Render all of the records below as a numbered list, leaving out any blank lines.

* **Given data**
BEGIN
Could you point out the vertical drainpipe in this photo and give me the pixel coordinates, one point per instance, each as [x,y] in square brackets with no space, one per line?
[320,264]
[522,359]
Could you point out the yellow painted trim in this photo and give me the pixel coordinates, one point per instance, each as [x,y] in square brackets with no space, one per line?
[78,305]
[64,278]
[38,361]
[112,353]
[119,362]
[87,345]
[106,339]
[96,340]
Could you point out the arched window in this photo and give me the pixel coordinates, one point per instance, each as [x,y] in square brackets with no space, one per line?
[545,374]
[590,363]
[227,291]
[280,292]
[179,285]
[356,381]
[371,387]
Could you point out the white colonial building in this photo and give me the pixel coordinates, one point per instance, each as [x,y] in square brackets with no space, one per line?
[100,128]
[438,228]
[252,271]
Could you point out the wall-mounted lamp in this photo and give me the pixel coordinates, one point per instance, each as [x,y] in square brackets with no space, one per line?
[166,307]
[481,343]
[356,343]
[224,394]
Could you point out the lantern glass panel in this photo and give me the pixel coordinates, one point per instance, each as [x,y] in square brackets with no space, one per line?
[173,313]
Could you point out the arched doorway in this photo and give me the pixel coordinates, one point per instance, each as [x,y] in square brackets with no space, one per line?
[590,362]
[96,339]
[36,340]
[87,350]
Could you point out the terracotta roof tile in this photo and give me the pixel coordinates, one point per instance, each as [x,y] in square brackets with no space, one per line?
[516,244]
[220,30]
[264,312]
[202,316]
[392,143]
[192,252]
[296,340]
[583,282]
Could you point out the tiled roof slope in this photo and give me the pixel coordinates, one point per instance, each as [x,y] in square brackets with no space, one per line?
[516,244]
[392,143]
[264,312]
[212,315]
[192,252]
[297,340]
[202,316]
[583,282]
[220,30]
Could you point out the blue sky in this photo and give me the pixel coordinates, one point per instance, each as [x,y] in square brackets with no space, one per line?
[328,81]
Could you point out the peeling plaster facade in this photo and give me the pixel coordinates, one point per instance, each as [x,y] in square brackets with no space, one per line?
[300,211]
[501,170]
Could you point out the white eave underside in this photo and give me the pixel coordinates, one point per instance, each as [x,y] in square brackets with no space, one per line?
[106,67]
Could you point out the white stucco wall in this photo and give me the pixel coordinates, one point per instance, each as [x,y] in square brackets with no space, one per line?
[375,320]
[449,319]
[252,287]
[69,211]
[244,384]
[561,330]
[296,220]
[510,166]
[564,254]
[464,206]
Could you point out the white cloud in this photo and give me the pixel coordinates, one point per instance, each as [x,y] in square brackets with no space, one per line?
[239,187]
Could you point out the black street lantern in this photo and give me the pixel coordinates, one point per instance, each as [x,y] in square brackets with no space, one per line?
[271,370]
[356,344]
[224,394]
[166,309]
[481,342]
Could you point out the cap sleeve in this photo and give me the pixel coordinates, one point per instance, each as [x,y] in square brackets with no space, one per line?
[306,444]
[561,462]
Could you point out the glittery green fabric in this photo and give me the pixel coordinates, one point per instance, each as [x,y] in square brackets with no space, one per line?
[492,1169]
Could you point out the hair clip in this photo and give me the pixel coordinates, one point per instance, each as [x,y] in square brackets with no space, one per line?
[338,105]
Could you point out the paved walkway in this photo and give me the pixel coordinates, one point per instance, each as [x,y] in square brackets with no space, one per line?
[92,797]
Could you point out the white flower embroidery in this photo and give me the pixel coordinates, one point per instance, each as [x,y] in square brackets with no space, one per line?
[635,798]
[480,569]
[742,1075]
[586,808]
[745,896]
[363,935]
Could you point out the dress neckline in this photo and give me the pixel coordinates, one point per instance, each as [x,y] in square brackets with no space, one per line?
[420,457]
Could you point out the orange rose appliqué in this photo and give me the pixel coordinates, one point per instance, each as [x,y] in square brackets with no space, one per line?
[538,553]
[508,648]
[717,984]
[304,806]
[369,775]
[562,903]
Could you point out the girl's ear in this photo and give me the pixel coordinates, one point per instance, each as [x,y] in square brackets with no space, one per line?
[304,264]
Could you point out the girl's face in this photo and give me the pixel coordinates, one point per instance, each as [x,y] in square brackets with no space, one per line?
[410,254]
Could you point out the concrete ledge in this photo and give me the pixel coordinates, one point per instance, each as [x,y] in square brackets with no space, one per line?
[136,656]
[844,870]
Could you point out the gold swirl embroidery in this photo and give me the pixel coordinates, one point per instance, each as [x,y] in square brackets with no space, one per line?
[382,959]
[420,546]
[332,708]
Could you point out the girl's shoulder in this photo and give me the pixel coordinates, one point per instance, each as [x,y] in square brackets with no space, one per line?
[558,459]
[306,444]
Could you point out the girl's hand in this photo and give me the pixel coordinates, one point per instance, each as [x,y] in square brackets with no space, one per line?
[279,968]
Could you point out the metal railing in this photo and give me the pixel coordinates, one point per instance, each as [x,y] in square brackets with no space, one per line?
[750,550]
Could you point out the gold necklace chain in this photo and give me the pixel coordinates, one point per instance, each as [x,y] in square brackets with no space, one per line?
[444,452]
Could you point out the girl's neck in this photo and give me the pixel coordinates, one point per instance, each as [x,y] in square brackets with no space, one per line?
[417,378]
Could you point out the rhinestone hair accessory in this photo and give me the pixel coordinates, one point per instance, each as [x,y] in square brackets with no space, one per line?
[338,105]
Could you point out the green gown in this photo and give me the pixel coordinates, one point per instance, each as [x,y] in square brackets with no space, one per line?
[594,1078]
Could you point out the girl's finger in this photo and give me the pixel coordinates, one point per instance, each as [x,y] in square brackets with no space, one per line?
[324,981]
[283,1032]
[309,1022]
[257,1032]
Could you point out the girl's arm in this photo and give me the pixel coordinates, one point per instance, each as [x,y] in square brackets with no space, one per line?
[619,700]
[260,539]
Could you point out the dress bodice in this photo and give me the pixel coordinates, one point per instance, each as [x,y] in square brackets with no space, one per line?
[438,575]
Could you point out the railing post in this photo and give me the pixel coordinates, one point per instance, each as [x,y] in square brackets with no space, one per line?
END
* **Result of the task**
1. Could you point out the vertical drainpipe in this photo and give me the pixel coordinates, one point per instance, each as [x,y] in square brackets with no space, one per line?
2. [320,264]
3. [522,359]
4. Could you point out the yellow painted trim in this photo and give me the pixel coordinates, one point per instance, each as [x,y] in square brackets with no space, one per line?
5. [78,305]
6. [64,278]
7. [38,361]
8. [112,353]
9. [119,362]
10. [87,345]
11. [106,339]
12. [96,340]
13. Could you point out the arched window in this photo and give me the pixel coordinates, one point per instance, each as [x,y] in square brackets with no space, one per line?
14. [545,374]
15. [590,363]
16. [227,291]
17. [280,292]
18. [179,285]
19. [356,381]
20. [371,387]
21. Could you point out the white colonial building in this photo and give me the pixel coordinates, one point per instance, each as [x,y] in square brackets with no space, one per line?
22. [100,128]
23. [438,228]
24. [252,271]
25. Could you point out the wall-mounted lamp in this photo and give me the pixel coordinates, one point per instance, each as [x,y] in square brackets with no space, one per line?
26. [166,307]
27. [481,343]
28. [356,343]
29. [224,394]
30. Could you point out the lantern glass panel in this photo and give me the pixel coordinates, one point per instance, each as [x,y] in square brackets with no space, one per line?
31. [173,313]
32. Could you point out the arched doorway in this photo and give me the pixel coordinates, one point per instance, each as [x,y] in square brackets with no space, one per line?
33. [590,362]
34. [96,339]
35. [36,340]
36. [87,350]
37. Could you point out the terracotta roof tile in this photo and give me the pixel coordinates, one point per instance, each as [x,y] in square brackets with no space, one per line?
38. [516,244]
39. [220,30]
40. [264,312]
41. [202,316]
42. [392,143]
43. [192,252]
44. [296,340]
45. [583,282]
46. Could you point out the tiled roof slope in this photo and give me the pixel coordinates, one point per instance, each as [x,y] in square brackets with no space, one per line?
47. [516,244]
48. [392,143]
49. [264,312]
50. [212,315]
51. [192,252]
52. [297,340]
53. [202,316]
54. [583,282]
55. [220,30]
56. Could you point out the blue sky in this photo and give me the pixel coordinates, one point per instance, each as [x,y] in square brackets with no space, one per line?
57. [328,81]
58. Could you point out the peeling plaster facade in this photo and give me the pixel coordinates, one point per instance, each as [x,y] in square brackets with no space, one per line?
59. [300,211]
60. [501,170]
61. Could you point out the white eave underside in this photo and give me the pixel coordinates, one point per instance, each as [x,y] in square brackets with no space, one per line?
62. [106,67]
63. Could you point out the white stucco wall in this photo and give me the pixel coordinates, one point per instance, each as [x,y] in square brackets with no space, one per line?
64. [375,320]
65. [449,319]
66. [252,287]
67. [69,211]
68. [244,384]
69. [561,330]
70. [296,220]
71. [510,166]
72. [564,254]
73. [464,206]
74. Could you point out the white cloud in this photo and give me the pixel coordinates, one point per instance, each as [x,y] in square brackets with no space, one per line?
75. [239,187]
76. Could you point out the black street lantern in this photo and give me the pixel coordinates, one point per instance, each as [x,y] in square brackets with no space, one per line?
77. [271,370]
78. [356,344]
79. [224,394]
80. [166,309]
81. [481,342]
82. Could you point out the cap sleeve in this photo and give me the pixel coordinates, one point per instance, each as [x,y] in square brackets with no space, one per line?
83. [306,444]
84. [561,462]
85. Could you point out the glittery green fabric in this photo and give me the pixel coordinates, one point per instance, each as [x,y] in square brackets with no space, one per line?
86. [492,1169]
87. Could you point out the hair clip in this photo and give me the pixel coordinates, one point per instance, each as [x,y] in square brackets with no space, one per line?
88. [338,105]
89. Could you point out the paved walkway in this photo and give me the pixel coordinates, one point per instance, each as [x,y] in square brackets with no space, one per line?
90. [92,797]
91. Could you point out the white flower embroidery in this photo and give me the pixel coordinates, one point per instance, each as [x,y] in square brackets with no space, one per line?
92. [635,798]
93. [480,569]
94. [742,1075]
95. [586,808]
96. [745,896]
97. [363,935]
98. Could you point out the dress neckline in this photo and give me the pixel coordinates, one point per instance, each as [x,y] in square brackets with no space, one per line?
99. [420,457]
100. Could you point out the orange rose appliqué in this photo and give me the pixel coordinates, one point per instance, each as [x,y] in square brackets with no space, one per line?
101. [538,553]
102. [508,648]
103. [717,984]
104. [304,806]
105. [369,775]
106. [562,903]
107. Could you point out the girl's ear in this photo and give me the pixel coordinates, one point per instance, each as [x,y] in square brackets with no space, one per line?
108. [304,264]
109. Could you point out the girl's face in this photo and give me the pixel coordinates, one point per instance, each as [x,y] in square brackets with no space, one per line?
110. [410,254]
111. Could you point out the concrete ledge in this photo and give me the pixel coordinates, one point per instance, each as [x,y] in square brackets with no space, one per line?
112. [136,656]
113. [844,870]
114. Could you point out the gold swirl embroidery in this photo and give me the pixel coordinates, one point per instance, each as [x,y] in square brackets with no space, one per line?
115. [382,959]
116. [420,546]
117. [332,708]
118. Could you point out the girl's shoulder in this photo and give me the pixel coordinates, one point per instance, each as [x,y] in square brackets with no space, one per line?
119. [558,459]
120. [306,444]
121. Could you point out the girl's hand in this photo and give me the pixel coordinates, one point per instance, each as [x,y] in square brackets with no space, one per line?
122. [279,968]
123. Could you point out the metal railing in this photo and give me the pixel coordinates, one point per instance, each as [x,y] in square brackets with no space, one per line?
124. [750,550]
125. Could you point out the gold necklace chain in this photo and give me the pixel coordinates, one point per instance, each as [x,y] in square brackets with no space, one per line?
126. [444,452]
127. Could you point out the girl's neck in this photo and give me the pixel coordinates, one point per instance, each as [x,y] in square brackets with no space, one per line?
128. [417,378]
129. Could you point out the rhinestone hair accessory in this photo and give me the pixel coordinates, one point per instance, each as [x,y] in square brackets with no space, one per line?
130. [338,105]
131. Could you point out the green gown in this photo and give me the pixel coordinates, one point per instance, each as [x,y] in square brackets with no space, one per line?
132. [594,1078]
133. Could you point out the girl's finger in this photo and give me the pixel coordinates, one point per instance, each as [x,y] in square brackets with no space, one per line?
134. [324,981]
135. [283,1032]
136. [309,1022]
137. [257,1032]
138. Could you point out the girl's arm in this photo and give me the pixel coordinates, one point per instance, each as [x,y] in square brackets with no space, one per line?
139. [619,700]
140. [260,539]
141. Could you point out the dress bodice in this photo and give me the pixel coordinates, one point per instance, each as [x,y] in square brackets with no space, one per line?
142. [438,575]
143. Could you point out the railing post in this photo and give me the pixel coordinates, one point per instance, each as [x,y] in square brackets with no space, one per line?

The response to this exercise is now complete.